(Rows from a dataset)

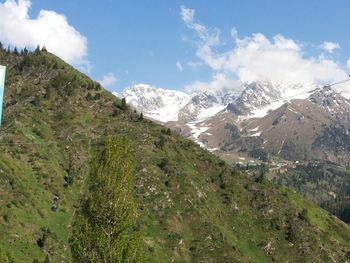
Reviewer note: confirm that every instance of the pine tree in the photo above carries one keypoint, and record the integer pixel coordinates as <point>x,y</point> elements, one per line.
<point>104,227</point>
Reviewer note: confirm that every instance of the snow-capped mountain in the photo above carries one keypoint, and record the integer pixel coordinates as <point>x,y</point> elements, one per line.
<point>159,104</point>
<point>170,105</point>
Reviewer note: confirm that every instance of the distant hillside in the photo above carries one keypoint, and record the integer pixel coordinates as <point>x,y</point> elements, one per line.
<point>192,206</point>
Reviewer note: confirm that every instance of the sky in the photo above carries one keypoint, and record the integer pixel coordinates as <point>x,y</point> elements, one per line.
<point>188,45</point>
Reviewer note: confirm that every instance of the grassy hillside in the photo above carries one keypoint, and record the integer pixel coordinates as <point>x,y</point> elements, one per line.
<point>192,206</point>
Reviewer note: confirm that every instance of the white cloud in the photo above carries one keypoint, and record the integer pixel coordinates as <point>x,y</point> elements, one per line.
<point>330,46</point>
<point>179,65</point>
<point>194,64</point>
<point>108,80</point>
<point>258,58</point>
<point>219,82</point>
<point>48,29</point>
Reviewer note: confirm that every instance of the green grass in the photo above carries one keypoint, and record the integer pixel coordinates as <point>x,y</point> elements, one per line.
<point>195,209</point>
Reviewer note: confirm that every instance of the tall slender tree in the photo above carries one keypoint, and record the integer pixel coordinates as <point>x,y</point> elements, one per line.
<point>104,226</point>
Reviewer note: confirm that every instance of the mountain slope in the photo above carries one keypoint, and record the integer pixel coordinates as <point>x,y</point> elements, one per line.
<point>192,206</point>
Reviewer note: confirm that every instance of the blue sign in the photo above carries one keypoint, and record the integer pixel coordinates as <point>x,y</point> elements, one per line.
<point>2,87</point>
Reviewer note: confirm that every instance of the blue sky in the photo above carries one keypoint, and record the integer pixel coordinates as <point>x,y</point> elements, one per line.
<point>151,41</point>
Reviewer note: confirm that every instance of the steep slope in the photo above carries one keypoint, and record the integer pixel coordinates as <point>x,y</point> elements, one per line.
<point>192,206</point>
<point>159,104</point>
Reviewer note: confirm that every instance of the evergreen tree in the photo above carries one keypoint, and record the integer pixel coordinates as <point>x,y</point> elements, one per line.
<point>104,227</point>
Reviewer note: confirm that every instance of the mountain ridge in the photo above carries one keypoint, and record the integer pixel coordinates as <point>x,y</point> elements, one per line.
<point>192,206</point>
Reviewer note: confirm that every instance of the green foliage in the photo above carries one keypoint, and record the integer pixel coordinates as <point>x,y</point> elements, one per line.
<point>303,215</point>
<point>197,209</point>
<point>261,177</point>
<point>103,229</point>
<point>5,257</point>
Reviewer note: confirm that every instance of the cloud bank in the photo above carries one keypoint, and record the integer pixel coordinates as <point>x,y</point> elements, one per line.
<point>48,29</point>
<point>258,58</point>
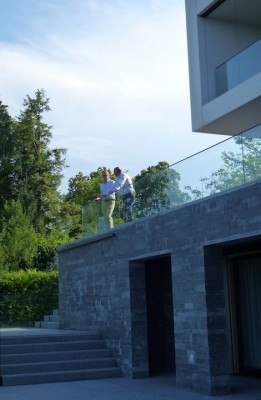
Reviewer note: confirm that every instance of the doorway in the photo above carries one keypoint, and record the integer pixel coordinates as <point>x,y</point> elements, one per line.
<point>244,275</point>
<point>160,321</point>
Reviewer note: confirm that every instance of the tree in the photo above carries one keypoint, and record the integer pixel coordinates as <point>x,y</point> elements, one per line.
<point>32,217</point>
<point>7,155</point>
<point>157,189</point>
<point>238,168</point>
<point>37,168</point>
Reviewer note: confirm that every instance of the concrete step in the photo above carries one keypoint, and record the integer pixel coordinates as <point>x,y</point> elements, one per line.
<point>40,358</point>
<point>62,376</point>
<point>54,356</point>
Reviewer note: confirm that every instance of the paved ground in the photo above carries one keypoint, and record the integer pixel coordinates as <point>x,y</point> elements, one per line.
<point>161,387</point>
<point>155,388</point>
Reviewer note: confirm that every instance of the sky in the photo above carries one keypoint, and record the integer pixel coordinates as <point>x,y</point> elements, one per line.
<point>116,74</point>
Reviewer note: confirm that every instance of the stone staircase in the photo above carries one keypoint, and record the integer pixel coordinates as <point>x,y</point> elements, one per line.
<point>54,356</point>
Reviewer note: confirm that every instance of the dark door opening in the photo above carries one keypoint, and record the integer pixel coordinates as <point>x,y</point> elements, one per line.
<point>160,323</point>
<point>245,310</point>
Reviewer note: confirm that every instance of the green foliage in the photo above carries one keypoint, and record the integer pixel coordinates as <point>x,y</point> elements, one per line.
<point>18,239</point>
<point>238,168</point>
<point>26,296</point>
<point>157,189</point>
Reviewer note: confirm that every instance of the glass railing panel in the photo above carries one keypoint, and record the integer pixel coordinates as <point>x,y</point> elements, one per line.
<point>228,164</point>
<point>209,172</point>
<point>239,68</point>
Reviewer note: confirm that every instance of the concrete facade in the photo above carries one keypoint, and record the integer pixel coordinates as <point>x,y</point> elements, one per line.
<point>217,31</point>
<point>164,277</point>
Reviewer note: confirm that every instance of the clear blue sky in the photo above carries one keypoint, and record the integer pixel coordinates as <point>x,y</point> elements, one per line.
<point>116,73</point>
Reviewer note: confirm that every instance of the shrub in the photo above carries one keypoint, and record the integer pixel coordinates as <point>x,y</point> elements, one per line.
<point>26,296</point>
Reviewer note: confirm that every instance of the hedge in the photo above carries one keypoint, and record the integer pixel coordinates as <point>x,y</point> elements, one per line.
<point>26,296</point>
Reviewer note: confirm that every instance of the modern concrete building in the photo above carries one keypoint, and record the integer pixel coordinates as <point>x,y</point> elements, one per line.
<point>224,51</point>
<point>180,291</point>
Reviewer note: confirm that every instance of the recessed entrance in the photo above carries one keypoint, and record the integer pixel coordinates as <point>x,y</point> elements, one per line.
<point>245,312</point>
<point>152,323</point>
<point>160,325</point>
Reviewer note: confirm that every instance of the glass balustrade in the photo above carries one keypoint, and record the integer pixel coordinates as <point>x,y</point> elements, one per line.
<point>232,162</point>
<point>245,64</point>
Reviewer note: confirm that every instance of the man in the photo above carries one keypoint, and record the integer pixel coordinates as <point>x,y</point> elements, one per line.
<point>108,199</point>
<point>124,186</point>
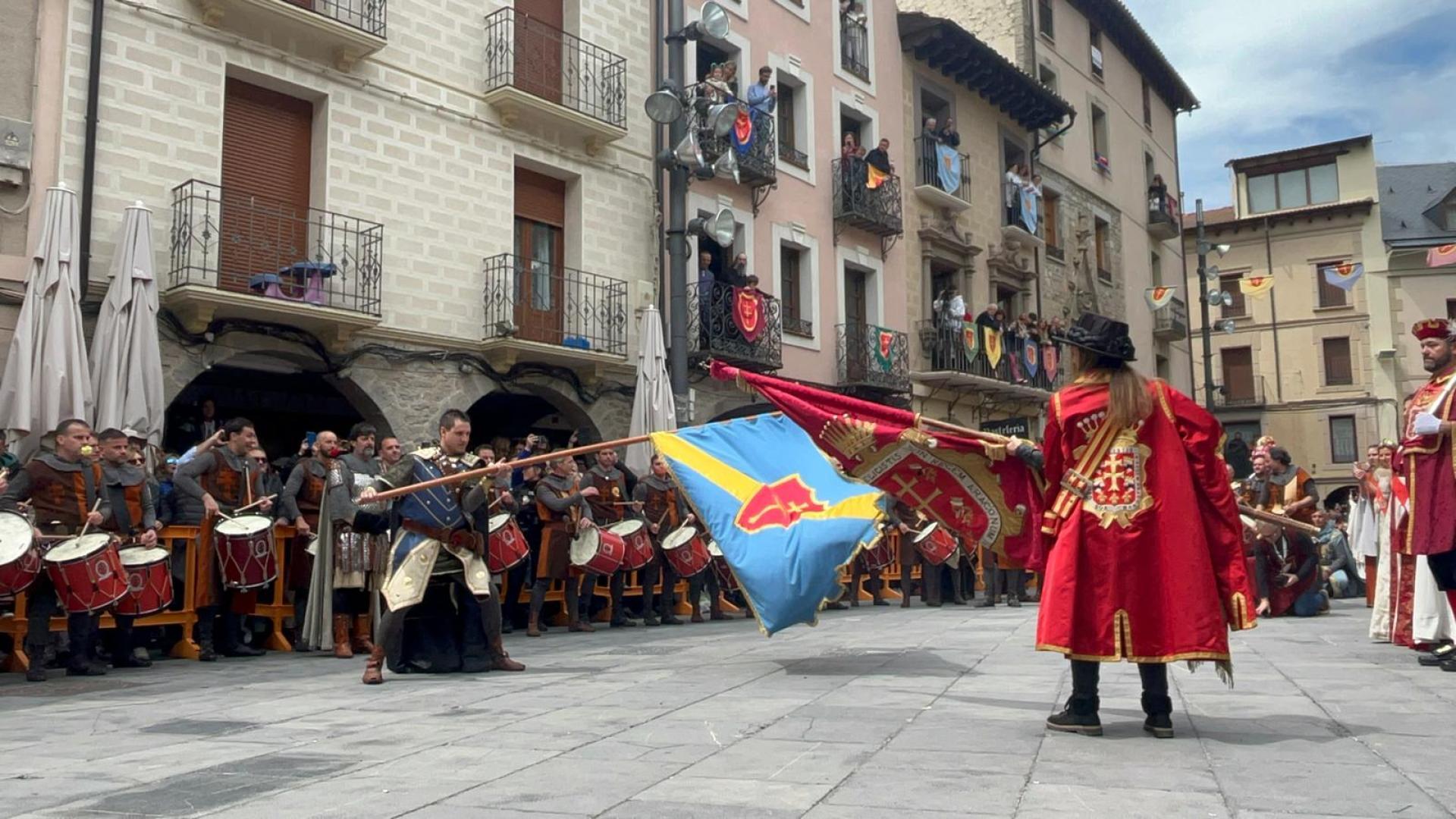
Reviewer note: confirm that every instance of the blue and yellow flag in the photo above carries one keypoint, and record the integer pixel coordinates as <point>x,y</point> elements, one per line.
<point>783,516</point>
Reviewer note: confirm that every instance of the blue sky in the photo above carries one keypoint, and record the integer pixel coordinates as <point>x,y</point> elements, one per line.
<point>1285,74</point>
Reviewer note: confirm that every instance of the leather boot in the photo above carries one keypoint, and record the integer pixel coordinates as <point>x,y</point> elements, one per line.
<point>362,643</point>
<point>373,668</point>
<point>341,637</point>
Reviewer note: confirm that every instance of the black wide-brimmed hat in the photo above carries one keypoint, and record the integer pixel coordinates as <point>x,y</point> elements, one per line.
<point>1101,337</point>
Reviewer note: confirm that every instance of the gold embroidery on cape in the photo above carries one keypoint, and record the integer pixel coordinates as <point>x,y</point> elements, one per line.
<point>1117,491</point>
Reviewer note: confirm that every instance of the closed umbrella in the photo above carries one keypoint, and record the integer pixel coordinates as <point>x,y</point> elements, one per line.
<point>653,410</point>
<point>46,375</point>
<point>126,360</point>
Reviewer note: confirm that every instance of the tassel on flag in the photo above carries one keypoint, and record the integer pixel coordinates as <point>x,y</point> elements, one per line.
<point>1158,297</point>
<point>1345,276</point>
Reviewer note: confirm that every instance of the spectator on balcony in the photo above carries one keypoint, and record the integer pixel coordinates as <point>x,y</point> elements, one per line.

## [Task details]
Set each line of the records down exactly, leaving every picture out.

## [Exercise result]
Reviewer note: confirm that every instance of the pine tree in the photo above carries one keypoint, and record the integer pixel coordinates as <point>x,y</point> elements, one per line.
<point>104,227</point>
Reviewer note: confirm that every instance of the snow-capped mountain in the photo above carries one keypoint, and record the integer pixel coordinates as <point>x,y</point> elements, one per line.
<point>159,104</point>
<point>170,105</point>
Reviewer note: confirm that every instance of the distant hillside in the photo above carries one keypoint, and record the integer pixel coordinates as <point>x,y</point> elements, one per line.
<point>192,206</point>
Reviewer note: confirm that every instance of the sky in the photo above carries one keypoint, and record the integer pixel coordinates as <point>x,y</point> elements, one per line.
<point>188,45</point>
Reviewer note: confirm that every instance of the grassy hillside in the photo above carries one keypoint, and record the integer pixel coordinates as <point>x,y</point> elements, one per line.
<point>192,206</point>
Reviewer note: confirm that every instance of the white cloud in the photo above carries one keypoint, and record the integer pixel coordinates as <point>x,y</point> elements, one per line.
<point>330,46</point>
<point>179,65</point>
<point>194,64</point>
<point>108,80</point>
<point>258,58</point>
<point>219,82</point>
<point>48,29</point>
Reviewer note: confirm that every instance of the green grass in the photo above carries one keypoint, and record the integer pixel coordinates as <point>x,y</point> elements, one per line.
<point>195,209</point>
Reviewer note: confirm that every instance of the tall slender tree in the photo above carries one keypoint, and record the integer pixel coordinates as <point>x,y</point> elements, one per line.
<point>104,226</point>
Reviewer note: confirm that every instance of the mountain slope in the photo above carries one keypoint, and record the integer pixel coordinates as <point>x,y</point> elements, one per line.
<point>192,206</point>
Reviewer note: confirm that every instance of the blue sign in the photo above carries one keypoint, and record the integer pixel coordinates as <point>x,y</point> elements, one per line.
<point>2,87</point>
Reviewer note: confirm that every instance of the blue sky in the photo above carries one keypoint, and record the integer pixel coordinates as <point>x,y</point> elements, one per line.
<point>151,41</point>
Reviewer note: confirm that every instance of the steep slope in the photo above carries one keypoint, and record the integer pixel coordinates as <point>x,y</point> elements, one per line.
<point>192,206</point>
<point>159,104</point>
Reviewer note: confirm that every instance of the evergreen tree in the photo above carries one keypoint, and record the integer pixel coordinates as <point>x,y</point> elements, one per line.
<point>104,227</point>
Reviewer note: confirm that every instance of the mountain ridge in the photo above carries one keypoint, and record the integer pixel coordinates as <point>x,y</point> elements, one per line.
<point>192,206</point>
Reviewer note: confirm that every instance of the green foliage in the photo above carries one keypoint, and record the integer pixel coordinates as <point>x,y</point> elements, one per line.
<point>303,215</point>
<point>197,209</point>
<point>261,177</point>
<point>103,229</point>
<point>5,257</point>
Reviewer note: confirm that every instance of the cloud bank in the photo above carries one keypoint, and record the integer pixel coordinates as <point>x,y</point> elements, one per line.
<point>48,29</point>
<point>258,58</point>
Reviewer note: confirm that every instance of the doorway in the photo above carries one keypoint, and record the integer pixel coordinates as <point>x,y</point> elements, one per line.
<point>244,275</point>
<point>160,321</point>
Reviewer note: confirm that every instance of the tree in the photo above carries one keypoint, and record the integer pixel coordinates as <point>x,y</point> elements, one per line.
<point>32,217</point>
<point>7,155</point>
<point>157,189</point>
<point>238,168</point>
<point>37,168</point>
Reviewer note: confirm that every instance of the concrete step in the photo above carries one keypoint, and record the integer pixel coordinates as <point>x,y</point> elements, one per line.
<point>40,358</point>
<point>62,376</point>
<point>54,356</point>
Reviewer note: confirm that every instance of the paved ground in the photo above carries one keypoint, and record the integer pixel coordinates as <point>x,y</point> elements, one per line.
<point>161,387</point>
<point>155,388</point>
Reviewer note: confirm that every instance of the sky in the photo above carries one keypoint, and record the integer pixel coordinates as <point>x,y</point> elements, one per line.
<point>116,74</point>
Reviewer note: confirm that every instance of the stone staircase in the photo above carries one keypoint, and record the integer pixel coordinates as <point>x,y</point> elements, one per line.
<point>54,356</point>
Reviewer note: confirm that every instance of the dark door opening in the photo above carries one keypoint, and record the integer pixel coordinates as <point>x,y</point> elements, one per line.
<point>160,323</point>
<point>245,310</point>
Reviewer note: confirm that every instance of the green foliage in the photo above carries one keypoint, and record the integer pixel coordinates as <point>x,y</point> elements, one per line.
<point>18,239</point>
<point>238,168</point>
<point>26,296</point>
<point>157,189</point>
Reviewer note: confirm that every instance of the glass railing panel in the photo above carries one keypoint, and record the integer pixel coordinates as <point>x,y</point> elements, one per line.
<point>228,164</point>
<point>209,172</point>
<point>239,68</point>
Reviewer note: confirm that every instance of the concrete facade in the photo above carries one keypoint, and record the integer pixel coordinates as <point>x,y</point> elements, one per line.
<point>217,31</point>
<point>164,277</point>
Reviewer note: confirm that every instance of the clear blue sky in the photo above carries one keypoint, and record the integer pixel coordinates as <point>x,y</point> elements, one per line.
<point>116,73</point>
Reviewer note: confirm that every instance of the shrub in the photo above carries one keypoint, and record the integer pixel coordinates as <point>x,y</point> elements, one per line.
<point>26,296</point>
Reviewer note: confirm that every instance of the hedge in the photo above carries one keypoint, and record the integer pixel coordinates as <point>x,y</point> elements, one per line.
<point>26,296</point>
Reviewer note: confirm that every instance of the modern concrete building in the photo above carries one keypoint, and record the integer pixel coordinates as <point>x,y</point> elements, one per line.
<point>224,51</point>
<point>180,291</point>
Reviewer note: confirm that every instance of the recessed entrance in the photo above carries one keypoint, and record the integer pixel coordinates as <point>x,y</point> elements, one per line.
<point>245,312</point>
<point>152,323</point>
<point>160,325</point>
Reviewer note: confirm that every instance of the glass balustrade in the photo above carries one keypoint, and record the integer pixel coordinates as <point>x,y</point> elements, one per line.
<point>232,162</point>
<point>245,64</point>
Reviewer note: confirm that every instance of the man in the photo above carries one keypoint, and record the integer pixel coordinates as <point>x,y</point> elements, one per line.
<point>108,199</point>
<point>124,186</point>
Reviewer note: confirm that every instance of the blue and yellow flag in the photo above carries one keypoint, and record the integer pixel coordinates as <point>x,y</point> elements, one per line.
<point>783,516</point>
Reviewer note: confirm that every instance of the blue sky in the photo above carries one keypoint, and record the integer pixel coordinates as <point>x,y</point> elements, one per line.
<point>1285,74</point>
Reviewer note: confirm that every instance of the leather boot in the photo above carries one keypoint, and record the integer pixel coordinates as <point>x,y</point> elements, one per line.
<point>362,643</point>
<point>373,668</point>
<point>341,637</point>
Reviewer note: confirm that every instance of the black wide-brimmed hat in the photo above carries one keypoint, and record the integer pixel coordinates as <point>x,y</point> elements, one per line.
<point>1101,337</point>
Reviewer note: confirm that every instance of the gold embroidery on cape in the photo above carries one keypoint, and record the integer pixel coordinates as <point>x,y</point> elements, one per line.
<point>1117,491</point>
Reviewer note: confirm that every instance of the closed umbrella in the photo above carries one keypoint, and record the integer pixel coordinates as <point>x,y</point> elements, one per line.
<point>653,410</point>
<point>46,375</point>
<point>126,360</point>
Reviewer note: confirm that every instance of the tassel on flag in the photo above carries one keypoint, and record the integer pixel coordinates as <point>x,y</point> elements, one per line.
<point>1158,297</point>
<point>1345,276</point>
Reviewer note: confirm that every instance of the spectator on balcony in the photo above carries one keypoint, and record the integer pixel coordinates as <point>x,y</point> elements, one per line.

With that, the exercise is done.